◆ WHAT YOU HAVE TO DO: In the data, find each line where the word "striped" appears and list that line.

====== SUPPLIED MATERIAL ======

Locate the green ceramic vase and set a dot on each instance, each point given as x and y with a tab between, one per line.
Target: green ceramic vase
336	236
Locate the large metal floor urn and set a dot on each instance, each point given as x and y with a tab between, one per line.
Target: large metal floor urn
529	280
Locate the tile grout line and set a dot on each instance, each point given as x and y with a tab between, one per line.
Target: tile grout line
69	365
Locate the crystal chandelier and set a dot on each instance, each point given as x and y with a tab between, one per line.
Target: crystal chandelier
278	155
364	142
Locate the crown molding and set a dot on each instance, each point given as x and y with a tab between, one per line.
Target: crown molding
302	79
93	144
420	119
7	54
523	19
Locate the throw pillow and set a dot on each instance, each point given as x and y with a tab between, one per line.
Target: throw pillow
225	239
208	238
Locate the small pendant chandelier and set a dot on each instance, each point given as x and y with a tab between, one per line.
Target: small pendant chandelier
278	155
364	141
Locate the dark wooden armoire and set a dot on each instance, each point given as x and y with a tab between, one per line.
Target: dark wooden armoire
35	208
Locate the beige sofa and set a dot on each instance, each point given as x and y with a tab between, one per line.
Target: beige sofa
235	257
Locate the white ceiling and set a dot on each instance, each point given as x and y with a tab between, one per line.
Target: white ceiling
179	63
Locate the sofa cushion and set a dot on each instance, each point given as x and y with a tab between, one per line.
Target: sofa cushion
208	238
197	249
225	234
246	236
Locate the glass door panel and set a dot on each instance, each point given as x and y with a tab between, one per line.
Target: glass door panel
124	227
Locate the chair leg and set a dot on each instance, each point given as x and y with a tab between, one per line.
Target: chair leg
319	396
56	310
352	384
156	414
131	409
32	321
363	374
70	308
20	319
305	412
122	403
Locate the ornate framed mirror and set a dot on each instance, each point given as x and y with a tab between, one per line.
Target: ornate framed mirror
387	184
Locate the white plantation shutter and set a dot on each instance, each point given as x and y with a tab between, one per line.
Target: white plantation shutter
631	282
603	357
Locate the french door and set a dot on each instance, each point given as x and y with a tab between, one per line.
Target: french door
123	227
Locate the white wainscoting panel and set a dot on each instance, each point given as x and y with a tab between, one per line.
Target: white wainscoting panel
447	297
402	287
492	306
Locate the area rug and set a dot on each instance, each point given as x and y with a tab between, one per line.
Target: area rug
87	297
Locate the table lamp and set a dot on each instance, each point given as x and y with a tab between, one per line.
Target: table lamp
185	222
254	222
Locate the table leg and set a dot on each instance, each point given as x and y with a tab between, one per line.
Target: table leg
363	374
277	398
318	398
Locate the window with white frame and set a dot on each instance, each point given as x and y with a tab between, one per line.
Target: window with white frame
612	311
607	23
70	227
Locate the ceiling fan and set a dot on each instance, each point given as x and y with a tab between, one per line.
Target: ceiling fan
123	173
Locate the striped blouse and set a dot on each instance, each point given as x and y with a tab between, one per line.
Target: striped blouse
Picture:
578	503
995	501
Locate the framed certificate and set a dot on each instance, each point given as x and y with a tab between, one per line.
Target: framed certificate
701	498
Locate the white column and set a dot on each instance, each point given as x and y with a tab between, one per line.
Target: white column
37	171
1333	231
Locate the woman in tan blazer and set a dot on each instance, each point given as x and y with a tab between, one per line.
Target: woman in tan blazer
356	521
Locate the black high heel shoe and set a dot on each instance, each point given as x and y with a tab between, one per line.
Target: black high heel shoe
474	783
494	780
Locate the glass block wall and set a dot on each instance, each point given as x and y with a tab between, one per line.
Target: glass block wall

======

◆ WRITTEN ANSWER:
Locate the striped blouse and set a dot on each instance, each point given as x and y with a tab between, one per line.
Target: striped blouse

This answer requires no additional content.